» Stored records

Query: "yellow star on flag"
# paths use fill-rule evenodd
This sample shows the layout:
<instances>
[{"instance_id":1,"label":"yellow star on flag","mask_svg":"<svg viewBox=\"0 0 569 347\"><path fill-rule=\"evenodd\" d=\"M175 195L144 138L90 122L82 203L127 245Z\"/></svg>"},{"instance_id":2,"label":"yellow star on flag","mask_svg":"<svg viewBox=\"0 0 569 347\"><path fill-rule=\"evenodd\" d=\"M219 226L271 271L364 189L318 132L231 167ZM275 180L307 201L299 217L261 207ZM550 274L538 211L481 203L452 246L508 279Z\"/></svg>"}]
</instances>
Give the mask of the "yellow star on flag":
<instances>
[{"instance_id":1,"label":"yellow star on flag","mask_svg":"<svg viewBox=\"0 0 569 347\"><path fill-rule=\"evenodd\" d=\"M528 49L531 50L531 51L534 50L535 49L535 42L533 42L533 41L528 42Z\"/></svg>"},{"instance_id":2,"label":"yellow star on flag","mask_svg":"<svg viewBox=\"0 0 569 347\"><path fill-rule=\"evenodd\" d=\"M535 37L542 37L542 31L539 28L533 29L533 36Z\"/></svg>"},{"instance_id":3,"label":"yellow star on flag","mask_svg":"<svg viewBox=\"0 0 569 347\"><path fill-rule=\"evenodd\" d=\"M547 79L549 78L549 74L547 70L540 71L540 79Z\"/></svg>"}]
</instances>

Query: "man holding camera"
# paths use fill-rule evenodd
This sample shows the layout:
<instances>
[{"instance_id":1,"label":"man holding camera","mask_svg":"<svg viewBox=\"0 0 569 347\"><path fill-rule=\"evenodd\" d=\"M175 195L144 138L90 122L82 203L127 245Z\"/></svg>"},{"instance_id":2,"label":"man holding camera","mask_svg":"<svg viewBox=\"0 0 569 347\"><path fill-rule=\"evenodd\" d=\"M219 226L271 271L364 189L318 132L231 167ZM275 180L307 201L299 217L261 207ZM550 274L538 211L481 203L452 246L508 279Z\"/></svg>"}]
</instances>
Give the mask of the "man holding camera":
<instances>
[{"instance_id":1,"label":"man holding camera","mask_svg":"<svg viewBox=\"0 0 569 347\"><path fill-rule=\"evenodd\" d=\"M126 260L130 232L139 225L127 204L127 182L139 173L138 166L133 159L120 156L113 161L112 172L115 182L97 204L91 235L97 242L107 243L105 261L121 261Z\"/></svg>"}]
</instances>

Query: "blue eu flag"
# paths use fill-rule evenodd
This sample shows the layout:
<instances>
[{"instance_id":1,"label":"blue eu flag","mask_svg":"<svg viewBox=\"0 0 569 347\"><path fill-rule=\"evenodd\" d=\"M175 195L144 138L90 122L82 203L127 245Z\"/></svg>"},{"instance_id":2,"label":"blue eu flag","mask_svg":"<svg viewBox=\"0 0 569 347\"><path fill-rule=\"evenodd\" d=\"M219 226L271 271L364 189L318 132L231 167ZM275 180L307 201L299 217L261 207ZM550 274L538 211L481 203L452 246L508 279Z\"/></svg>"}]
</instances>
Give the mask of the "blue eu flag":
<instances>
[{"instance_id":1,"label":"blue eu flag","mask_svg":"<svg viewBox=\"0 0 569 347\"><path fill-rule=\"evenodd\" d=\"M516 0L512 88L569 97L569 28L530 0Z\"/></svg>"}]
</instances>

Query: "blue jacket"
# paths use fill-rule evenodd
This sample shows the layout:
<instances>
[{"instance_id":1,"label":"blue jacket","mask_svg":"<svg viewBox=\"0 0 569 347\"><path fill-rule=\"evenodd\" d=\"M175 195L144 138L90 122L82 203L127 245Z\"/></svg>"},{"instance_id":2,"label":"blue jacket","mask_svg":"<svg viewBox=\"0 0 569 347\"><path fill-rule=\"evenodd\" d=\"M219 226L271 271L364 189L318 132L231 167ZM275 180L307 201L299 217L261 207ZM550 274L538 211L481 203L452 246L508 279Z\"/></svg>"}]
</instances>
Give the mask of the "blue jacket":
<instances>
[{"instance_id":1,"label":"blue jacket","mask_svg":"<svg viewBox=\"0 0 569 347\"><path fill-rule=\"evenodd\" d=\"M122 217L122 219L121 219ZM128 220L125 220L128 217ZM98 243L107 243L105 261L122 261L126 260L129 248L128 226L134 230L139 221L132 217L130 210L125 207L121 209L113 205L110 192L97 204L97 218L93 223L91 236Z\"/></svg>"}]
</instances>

» Set task
Please output every record, keeping each line exact.

» Task answer
Query: "yellow star on flag"
# paths use fill-rule evenodd
This sample shows the layout:
<instances>
[{"instance_id":1,"label":"yellow star on flag","mask_svg":"<svg viewBox=\"0 0 569 347\"><path fill-rule=\"evenodd\" d=\"M175 195L144 138L90 122L82 203L127 245Z\"/></svg>"},{"instance_id":2,"label":"yellow star on flag","mask_svg":"<svg viewBox=\"0 0 569 347\"><path fill-rule=\"evenodd\" d=\"M219 226L271 271L364 189L318 132L231 167ZM275 180L307 201L299 217L261 207ZM550 274L538 211L481 203L452 246L508 279Z\"/></svg>"}]
</instances>
Give the mask of the "yellow star on flag":
<instances>
[{"instance_id":1,"label":"yellow star on flag","mask_svg":"<svg viewBox=\"0 0 569 347\"><path fill-rule=\"evenodd\" d=\"M528 49L531 50L531 51L534 50L535 49L535 42L533 42L533 41L528 42Z\"/></svg>"},{"instance_id":2,"label":"yellow star on flag","mask_svg":"<svg viewBox=\"0 0 569 347\"><path fill-rule=\"evenodd\" d=\"M535 37L542 37L542 31L539 28L533 29L533 36Z\"/></svg>"},{"instance_id":3,"label":"yellow star on flag","mask_svg":"<svg viewBox=\"0 0 569 347\"><path fill-rule=\"evenodd\" d=\"M547 79L549 78L549 74L547 70L540 71L540 79Z\"/></svg>"}]
</instances>

Query: "man holding camera"
# paths use fill-rule evenodd
This sample shows the layout:
<instances>
[{"instance_id":1,"label":"man holding camera","mask_svg":"<svg viewBox=\"0 0 569 347\"><path fill-rule=\"evenodd\" d=\"M175 195L144 138L90 122L82 203L127 245Z\"/></svg>"},{"instance_id":2,"label":"man holding camera","mask_svg":"<svg viewBox=\"0 0 569 347\"><path fill-rule=\"evenodd\" d=\"M219 226L271 271L364 189L318 132L231 167ZM275 180L307 201L299 217L261 207ZM550 274L538 211L481 203L452 246L508 279Z\"/></svg>"}]
</instances>
Give the mask of the "man holding camera":
<instances>
[{"instance_id":1,"label":"man holding camera","mask_svg":"<svg viewBox=\"0 0 569 347\"><path fill-rule=\"evenodd\" d=\"M126 260L130 232L139 225L127 204L127 182L139 173L138 166L133 159L120 156L113 161L112 172L115 182L97 204L91 235L97 242L107 243L105 261L121 261Z\"/></svg>"}]
</instances>

Query: "blue eu flag"
# paths use fill-rule evenodd
This sample shows the layout:
<instances>
[{"instance_id":1,"label":"blue eu flag","mask_svg":"<svg viewBox=\"0 0 569 347\"><path fill-rule=\"evenodd\" d=\"M175 195L144 138L90 122L82 203L127 245Z\"/></svg>"},{"instance_id":2,"label":"blue eu flag","mask_svg":"<svg viewBox=\"0 0 569 347\"><path fill-rule=\"evenodd\" d=\"M219 226L271 271L364 189L318 132L231 167ZM275 180L307 201L299 217L261 207ZM550 274L538 211L481 203L452 246L508 279Z\"/></svg>"}]
</instances>
Give the mask of the "blue eu flag":
<instances>
[{"instance_id":1,"label":"blue eu flag","mask_svg":"<svg viewBox=\"0 0 569 347\"><path fill-rule=\"evenodd\" d=\"M516 0L512 88L569 97L569 28L530 0Z\"/></svg>"}]
</instances>

Query: "blue jacket"
# paths use fill-rule evenodd
This sample shows the layout:
<instances>
[{"instance_id":1,"label":"blue jacket","mask_svg":"<svg viewBox=\"0 0 569 347\"><path fill-rule=\"evenodd\" d=\"M175 195L144 138L90 122L82 203L127 245Z\"/></svg>"},{"instance_id":2,"label":"blue jacket","mask_svg":"<svg viewBox=\"0 0 569 347\"><path fill-rule=\"evenodd\" d=\"M219 226L271 271L364 189L318 132L231 167ZM275 180L307 201L299 217L261 207ZM550 274L538 211L481 203L452 246L508 279Z\"/></svg>"}]
</instances>
Give the mask of the "blue jacket":
<instances>
[{"instance_id":1,"label":"blue jacket","mask_svg":"<svg viewBox=\"0 0 569 347\"><path fill-rule=\"evenodd\" d=\"M122 217L122 219L121 219ZM128 220L125 220L128 217ZM98 243L107 243L105 261L122 261L126 260L129 248L128 226L134 230L139 221L132 217L130 210L125 207L121 209L113 205L110 192L97 204L97 218L93 223L91 236Z\"/></svg>"}]
</instances>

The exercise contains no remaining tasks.